Reading text
_____
Next Generation Hardware Speculation with a Technical Spin [pre E3 2019]

Status
Not open for further replies.
I'm not talking about that much variability. I mean boost clock based on operational TDP limits, not temperature or binning. The same code would behave exactly the same on any consoles.

I know it's a tradition to lock the clocks but are we ready to move past that?
 
I'm not talking about that much variability. I mean boost clock based on operational TDP limits, not temperature or binning. The same code would behave exactly the same on any consoles.

I know it's a tradition to lock the clocks but are we ready to move past that?
You have to have a give and take. Maybe limiting CPU clocks to raise GPU clocks, or vice versa. Else, why not just make the ‘boost’ clock stock and downclock the whole system where possible.
 
Maybe boostclock could be enabled when variable refresh rate is enabled. That would be nice and also drive consumer adoption of better tv's/displays.

Or perhaps there could be some possibility for game engine to choose clocks from few options to allow game/level/install/load time specific optimizations.
 
I'm not talking about that much variability. I mean boost clock based on operational TDP limits, not temperature or binning. The same code would behave exactly the same on any consoles.

I know it's a tradition to lock the clocks but are we ready to move past that?

I'm not sure I understand what you mean by "boost clock based on operational TDP limits" There is a large variance on power consumption between chips at same clocks across the clock range. One chip can hit 150Mhz more at same power consumption than another sample.
 
Boost clock based on occupancy or other metrics which keep the whole chip within a predetermined TDP margin. Like if half the CU are idle the clock is allowd xx% higher. Same for cpu cores.

I thought that was how tdp-limited boost worked? Did I get it wrong?
 
Boost clock based on occupancy or other metrics which keep the whole chip within a predetermined TDP margin. Like if half the CU are idle the clock is allowd xx% higher. Same for cpu cores.

I thought that was how tdp-limited boost worked? Did I get it wrong?

I think you see that more with the CPUs when all cores are not loaded or the load is not fully taxing the CPU. Maybe next gen consoles could have a let's say 4 core mode with higher clocks and that would be a good choice for some games and up to the developer. I could see that happening. On the GPU side I think there are less chances for something like that. Graphics are very paraller and the limiting factor is usually power or temperature. If the load is lower and allowing higher clocks, there probably wouldn't be a need for higher boost in the first place. I think the GPUs are running pretty much full tilt anyway in a console.
_____
Given entries

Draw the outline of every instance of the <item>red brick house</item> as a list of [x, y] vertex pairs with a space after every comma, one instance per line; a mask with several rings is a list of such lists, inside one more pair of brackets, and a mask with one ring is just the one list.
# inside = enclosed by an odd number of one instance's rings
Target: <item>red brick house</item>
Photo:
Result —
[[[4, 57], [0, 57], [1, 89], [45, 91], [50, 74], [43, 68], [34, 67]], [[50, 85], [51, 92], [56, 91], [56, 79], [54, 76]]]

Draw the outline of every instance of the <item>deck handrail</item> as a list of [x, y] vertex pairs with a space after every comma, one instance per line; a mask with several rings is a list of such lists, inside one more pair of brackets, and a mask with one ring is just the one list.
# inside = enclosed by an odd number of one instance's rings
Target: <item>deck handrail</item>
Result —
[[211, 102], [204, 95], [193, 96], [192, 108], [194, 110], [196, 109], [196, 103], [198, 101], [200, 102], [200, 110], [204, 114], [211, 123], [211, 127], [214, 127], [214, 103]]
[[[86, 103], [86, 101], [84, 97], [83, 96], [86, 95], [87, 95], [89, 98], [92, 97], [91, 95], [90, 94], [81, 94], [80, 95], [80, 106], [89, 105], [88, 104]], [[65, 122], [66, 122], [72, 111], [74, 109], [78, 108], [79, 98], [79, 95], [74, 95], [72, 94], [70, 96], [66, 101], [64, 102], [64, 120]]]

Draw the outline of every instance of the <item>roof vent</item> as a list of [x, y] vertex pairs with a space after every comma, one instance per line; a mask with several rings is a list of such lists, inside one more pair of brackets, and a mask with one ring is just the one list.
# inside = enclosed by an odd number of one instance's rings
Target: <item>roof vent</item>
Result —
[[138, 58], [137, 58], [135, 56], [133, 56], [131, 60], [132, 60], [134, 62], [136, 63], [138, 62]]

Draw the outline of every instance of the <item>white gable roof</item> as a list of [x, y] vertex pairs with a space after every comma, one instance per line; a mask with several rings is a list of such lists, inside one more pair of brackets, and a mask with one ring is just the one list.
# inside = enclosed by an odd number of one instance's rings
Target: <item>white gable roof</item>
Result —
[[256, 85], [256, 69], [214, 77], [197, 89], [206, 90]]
_____
Extend the forum thread about boost clocks on next-generation consoles, starting after its last post.

Result for this exercise
The only kind of boosting I see happening, is negative boost. :LOL:

More advanced power gating and power states. To lower power and performance when applicable. Not boosting beyond normal performance profile.
 
I think you see that more with the CPUs when all cores are not loaded or the load is not fully taxing the CPU. Maybe next gen consoles could have a let's say 4 core mode with higher clocks and that would be a good choice for some games and up to the developer. I could see that happening.

Sounds good in theory considering the variability of engines/CPU-side workloads. On the other hand, I wonder if it'd be too much extra work/time to validate the chips for these different (sustained) operational modes :?:

Would there be sensitivity regarding core-to-core/cache latencies :?: (Although Zen 2's chiplet setup might make it a moot point with highest common latency. j/k :V)
 
Last edited:
Sounds good in theory considering the variability of engines/CPU-side workloads. On the other hand, I wonder if it'd be too much extra work/time to validate the chips for these different (sustained) operational modes :?:

Would there be sensitivity regarding core-to-core/cache latencies :?: (Although Zen 2's chiplet setup might make it a moot point with highest common latency. j/k :V)

I don't really know, but I'd think that the clock rates would still be quite conservative compared to the desktop parts that it might be doable and feasible. Say 8 cores at 2.8Ghz and 4 cores at 3.5 or something along those lines...
 
I'm not talking about that much variability. I mean boost clock based on operational TDP limits, not temperature or binning. The same code would behave exactly the same on any consoles.

I know it's a tradition to lock the clocks but are we ready to move past that?

I've thought the same thing myself. If you bin for GPU and CPU frequencies that are - when combined - beyond your intended power and thermal limits, and also test for the usual 'optimal' default balance, then you have the option of robbing Peter to pay Paul. Make it all entirely deterministic (not based on chip lottery or environmental factors).

Have modes that are: default (locked), developer selected, or applied to the game automatically by the system based on some kind of load based algorithm. Good options might include: lower the CPU clock and boost GPU, or sleep x number of CPU cores and boost CPU clock (many games are still limited by a primary thread). Stuff like that.

Games have variability anyway based on things like: map location, explosion alpha, enemy number and positions, where the camera is pointing etc.This would at least allow every system to minimise drops by diverting underutilised resources to where they are most needed. If your frame rate is tanking down to 14 fps because a single CPU core is limited (lol PUBG) you might as well drop your beast of a GPU to a lower power mode and disable six of your game cores and max out the CPU frequency. It's not like those resources are doing you any good where they are.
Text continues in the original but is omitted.